** INSTRUCTIONS TO FOLLOW **
The following data has a line with "Task: locate speckled" and a line with "Task: locate tile". Write out exactly those lines and all the lines between them.

** EXERCISE INPUTS **
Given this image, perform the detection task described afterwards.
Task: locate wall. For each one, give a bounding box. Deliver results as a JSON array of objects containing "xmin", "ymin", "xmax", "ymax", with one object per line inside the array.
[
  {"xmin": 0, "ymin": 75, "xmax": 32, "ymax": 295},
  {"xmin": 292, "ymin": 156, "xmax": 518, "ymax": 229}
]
==
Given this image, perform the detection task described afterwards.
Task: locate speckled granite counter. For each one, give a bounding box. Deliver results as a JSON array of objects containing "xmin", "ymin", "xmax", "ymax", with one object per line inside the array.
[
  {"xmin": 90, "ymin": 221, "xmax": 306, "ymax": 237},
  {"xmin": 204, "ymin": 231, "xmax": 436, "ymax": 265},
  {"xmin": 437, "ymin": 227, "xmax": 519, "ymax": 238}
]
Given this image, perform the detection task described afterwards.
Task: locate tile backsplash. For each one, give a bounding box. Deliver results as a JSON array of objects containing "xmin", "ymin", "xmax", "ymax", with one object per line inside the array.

** WRITTEN SOLUTION **
Task: locate speckled granite counter. For each one, give a bounding box. Deliver results as a JSON array of objects containing "xmin", "ymin", "xmax", "ymax", with one object per line inside the array.
[
  {"xmin": 90, "ymin": 221, "xmax": 306, "ymax": 237},
  {"xmin": 204, "ymin": 231, "xmax": 436, "ymax": 265},
  {"xmin": 437, "ymin": 227, "xmax": 519, "ymax": 238}
]
Given this image, perform the detection task described afterwards.
Task: locate tile backsplash. For each one, give a bounding box. Deliver results as a JSON array of objects containing "xmin", "ymin", "xmax", "ymax", with one object per line inside the array.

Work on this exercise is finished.